What do the lines say from the one containing "Where can you spot the grass" to the end of the records? Restate them word for word, and only those.

───── RECORDS FOR THE EXERCISE ─────

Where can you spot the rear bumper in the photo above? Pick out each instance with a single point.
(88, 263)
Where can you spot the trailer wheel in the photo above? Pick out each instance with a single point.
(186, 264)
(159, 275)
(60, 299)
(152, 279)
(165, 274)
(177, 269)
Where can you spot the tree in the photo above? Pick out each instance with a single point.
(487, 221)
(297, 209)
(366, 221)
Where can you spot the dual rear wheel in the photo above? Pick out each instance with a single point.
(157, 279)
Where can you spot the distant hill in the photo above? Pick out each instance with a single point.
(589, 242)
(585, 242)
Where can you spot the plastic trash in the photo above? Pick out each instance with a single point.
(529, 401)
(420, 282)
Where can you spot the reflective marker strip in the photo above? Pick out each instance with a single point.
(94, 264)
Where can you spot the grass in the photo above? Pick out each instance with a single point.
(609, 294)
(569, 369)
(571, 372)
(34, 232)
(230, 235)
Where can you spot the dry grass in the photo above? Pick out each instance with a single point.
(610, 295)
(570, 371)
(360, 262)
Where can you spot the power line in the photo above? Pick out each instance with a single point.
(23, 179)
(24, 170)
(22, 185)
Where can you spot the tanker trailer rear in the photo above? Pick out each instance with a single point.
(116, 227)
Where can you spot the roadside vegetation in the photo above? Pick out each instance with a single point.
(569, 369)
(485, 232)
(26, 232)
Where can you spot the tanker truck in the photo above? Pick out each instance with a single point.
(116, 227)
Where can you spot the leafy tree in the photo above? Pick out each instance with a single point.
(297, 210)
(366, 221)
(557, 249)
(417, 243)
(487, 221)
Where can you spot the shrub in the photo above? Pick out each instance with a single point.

─────

• [RESPONSE]:
Where can you spot the grass in the photo above? Pick out each instance with a single point.
(609, 294)
(569, 369)
(571, 372)
(34, 232)
(230, 235)
Where can you spot the dry grass in the photo above? Pick out each instance with a single point.
(610, 295)
(570, 371)
(360, 262)
Where can you spot the power line in the photo above? Pick out each instance with a single point.
(23, 179)
(24, 170)
(22, 185)
Where can you spot the tanker trailer rear in the photo above? Pick out each instance with a single point.
(116, 227)
Where can you spot the roadside vegetation in the photo above? Pick out each instance with a single point.
(569, 369)
(485, 232)
(26, 232)
Where can you spot the tanker truck in the photo above? Pick out each instance with a single point.
(116, 227)
Where can you spot the leafy tree in the photo above? Pick out each instance with a single point.
(297, 210)
(366, 221)
(557, 249)
(417, 243)
(487, 221)
Where can you spot the shrub in the photo above? Pick out each instance with a single point.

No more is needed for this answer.